======== Records ========
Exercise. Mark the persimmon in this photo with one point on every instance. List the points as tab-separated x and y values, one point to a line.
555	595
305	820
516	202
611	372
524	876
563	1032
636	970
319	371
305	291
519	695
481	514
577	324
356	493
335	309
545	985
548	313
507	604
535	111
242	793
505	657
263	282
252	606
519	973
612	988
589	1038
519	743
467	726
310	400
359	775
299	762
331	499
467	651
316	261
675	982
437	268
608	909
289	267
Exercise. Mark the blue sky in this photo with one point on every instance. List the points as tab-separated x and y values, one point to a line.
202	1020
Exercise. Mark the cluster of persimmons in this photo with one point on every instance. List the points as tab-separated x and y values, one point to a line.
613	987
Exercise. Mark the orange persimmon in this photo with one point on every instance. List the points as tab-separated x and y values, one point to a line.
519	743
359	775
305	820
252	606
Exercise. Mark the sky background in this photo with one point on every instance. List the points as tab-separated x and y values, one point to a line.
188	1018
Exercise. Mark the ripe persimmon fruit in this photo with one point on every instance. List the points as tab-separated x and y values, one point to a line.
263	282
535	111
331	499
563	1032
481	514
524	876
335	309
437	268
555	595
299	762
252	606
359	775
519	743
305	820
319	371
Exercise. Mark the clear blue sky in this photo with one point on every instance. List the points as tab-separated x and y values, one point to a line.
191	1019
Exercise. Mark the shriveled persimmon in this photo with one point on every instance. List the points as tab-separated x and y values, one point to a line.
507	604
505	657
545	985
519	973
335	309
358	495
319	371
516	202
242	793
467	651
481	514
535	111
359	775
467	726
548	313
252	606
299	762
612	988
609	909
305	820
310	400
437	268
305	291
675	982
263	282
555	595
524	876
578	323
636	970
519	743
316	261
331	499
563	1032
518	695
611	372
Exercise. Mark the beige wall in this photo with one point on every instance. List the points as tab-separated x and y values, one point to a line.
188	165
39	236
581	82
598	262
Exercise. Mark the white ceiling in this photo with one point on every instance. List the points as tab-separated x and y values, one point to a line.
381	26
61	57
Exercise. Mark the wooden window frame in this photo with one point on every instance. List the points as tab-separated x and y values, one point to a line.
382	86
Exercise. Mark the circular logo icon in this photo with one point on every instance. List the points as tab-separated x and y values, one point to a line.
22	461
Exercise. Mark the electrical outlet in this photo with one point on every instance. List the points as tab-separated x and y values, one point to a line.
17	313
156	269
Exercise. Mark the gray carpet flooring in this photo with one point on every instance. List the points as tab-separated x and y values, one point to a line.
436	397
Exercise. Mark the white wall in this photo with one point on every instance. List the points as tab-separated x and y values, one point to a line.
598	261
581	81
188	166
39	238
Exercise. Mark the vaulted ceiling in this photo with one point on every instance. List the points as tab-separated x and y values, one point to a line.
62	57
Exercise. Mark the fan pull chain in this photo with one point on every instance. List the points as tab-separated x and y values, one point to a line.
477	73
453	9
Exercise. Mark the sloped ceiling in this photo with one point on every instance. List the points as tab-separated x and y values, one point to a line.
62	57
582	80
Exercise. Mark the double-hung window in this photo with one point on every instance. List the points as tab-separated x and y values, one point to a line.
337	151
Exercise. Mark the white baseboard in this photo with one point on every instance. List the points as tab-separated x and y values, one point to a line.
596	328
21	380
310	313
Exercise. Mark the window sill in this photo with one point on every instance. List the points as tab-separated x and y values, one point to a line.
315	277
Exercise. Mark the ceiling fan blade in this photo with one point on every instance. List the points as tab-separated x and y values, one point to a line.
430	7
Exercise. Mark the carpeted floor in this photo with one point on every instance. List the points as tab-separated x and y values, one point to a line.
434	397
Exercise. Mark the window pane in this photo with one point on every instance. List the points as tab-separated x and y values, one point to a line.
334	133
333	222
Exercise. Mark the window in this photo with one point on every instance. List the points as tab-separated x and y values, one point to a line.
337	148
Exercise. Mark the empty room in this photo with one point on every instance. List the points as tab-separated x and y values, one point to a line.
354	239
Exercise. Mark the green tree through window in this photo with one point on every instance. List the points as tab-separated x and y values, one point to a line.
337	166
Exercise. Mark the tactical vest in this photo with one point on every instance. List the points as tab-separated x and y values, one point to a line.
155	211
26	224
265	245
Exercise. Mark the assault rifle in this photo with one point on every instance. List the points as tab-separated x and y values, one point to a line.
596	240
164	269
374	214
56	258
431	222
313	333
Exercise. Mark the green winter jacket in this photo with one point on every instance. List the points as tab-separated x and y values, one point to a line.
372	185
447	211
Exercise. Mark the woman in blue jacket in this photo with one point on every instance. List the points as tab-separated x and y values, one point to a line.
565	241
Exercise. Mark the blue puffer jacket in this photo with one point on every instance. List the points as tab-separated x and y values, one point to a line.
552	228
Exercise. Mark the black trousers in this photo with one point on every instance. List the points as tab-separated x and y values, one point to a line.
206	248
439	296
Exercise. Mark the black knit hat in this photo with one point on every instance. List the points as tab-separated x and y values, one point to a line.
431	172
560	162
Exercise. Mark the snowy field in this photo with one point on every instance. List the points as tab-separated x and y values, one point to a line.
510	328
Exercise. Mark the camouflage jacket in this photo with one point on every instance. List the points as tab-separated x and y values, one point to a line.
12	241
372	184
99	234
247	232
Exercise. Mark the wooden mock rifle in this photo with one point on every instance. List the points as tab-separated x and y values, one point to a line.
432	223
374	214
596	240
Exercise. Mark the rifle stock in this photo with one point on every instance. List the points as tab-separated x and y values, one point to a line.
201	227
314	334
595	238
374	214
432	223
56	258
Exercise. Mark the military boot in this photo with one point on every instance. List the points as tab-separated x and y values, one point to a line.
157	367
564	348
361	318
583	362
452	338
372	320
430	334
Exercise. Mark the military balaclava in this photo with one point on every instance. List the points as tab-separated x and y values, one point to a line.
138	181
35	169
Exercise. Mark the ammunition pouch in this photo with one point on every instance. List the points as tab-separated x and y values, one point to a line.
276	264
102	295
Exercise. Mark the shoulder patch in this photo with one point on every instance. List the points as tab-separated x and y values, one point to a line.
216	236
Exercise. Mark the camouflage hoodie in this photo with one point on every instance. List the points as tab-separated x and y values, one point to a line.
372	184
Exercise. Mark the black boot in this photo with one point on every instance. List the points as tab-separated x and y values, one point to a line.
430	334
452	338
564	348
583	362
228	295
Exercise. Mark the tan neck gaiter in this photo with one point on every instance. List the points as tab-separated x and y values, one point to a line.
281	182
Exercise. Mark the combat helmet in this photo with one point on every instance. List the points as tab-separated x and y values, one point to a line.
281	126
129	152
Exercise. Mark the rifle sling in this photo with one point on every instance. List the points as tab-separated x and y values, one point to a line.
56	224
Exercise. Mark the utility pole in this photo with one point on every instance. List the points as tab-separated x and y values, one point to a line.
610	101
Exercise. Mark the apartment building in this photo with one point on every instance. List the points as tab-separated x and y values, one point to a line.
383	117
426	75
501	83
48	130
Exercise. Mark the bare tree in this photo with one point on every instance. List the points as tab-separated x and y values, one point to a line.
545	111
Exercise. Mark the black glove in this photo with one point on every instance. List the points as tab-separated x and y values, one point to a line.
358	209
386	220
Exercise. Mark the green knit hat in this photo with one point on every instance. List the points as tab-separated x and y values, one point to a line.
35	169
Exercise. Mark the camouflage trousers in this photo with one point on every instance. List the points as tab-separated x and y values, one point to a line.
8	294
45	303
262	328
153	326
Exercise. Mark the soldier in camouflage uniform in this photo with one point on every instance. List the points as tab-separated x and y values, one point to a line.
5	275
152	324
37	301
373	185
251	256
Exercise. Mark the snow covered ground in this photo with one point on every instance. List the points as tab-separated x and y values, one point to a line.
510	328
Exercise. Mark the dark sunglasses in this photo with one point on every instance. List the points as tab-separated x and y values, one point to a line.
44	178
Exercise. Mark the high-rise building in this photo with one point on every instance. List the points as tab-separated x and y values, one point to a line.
========
_Goal_:
Quote, without any change, each line from the one that contains "Exercise. Mark the camouflage trousers" through the end of the material.

_Solution below_:
Exercise. Mark the camouflage trousers in this photo with one point on every instance. List the points as tab-separated x and y values, one point to a line.
8	294
45	303
262	328
153	326
Exercise. Mark the soldier in camouflage uniform in this photo with one point on every instance. List the points as tab-separated x and y values, one point to a line.
5	275
152	324
37	301
373	185
251	256
Exercise. Mark the snow covered ground in this photo with one point on every instance. List the points as tab-separated x and y values, one point to a line.
510	328
Exercise. Mark the dark sunglasses in this photo with one point on every instance. List the points as tab-separated x and y values, one point to a line.
44	178
Exercise. Mark the high-rise building in this photo with one point on every instance. List the points as tab-separated x and y values, one point to a line.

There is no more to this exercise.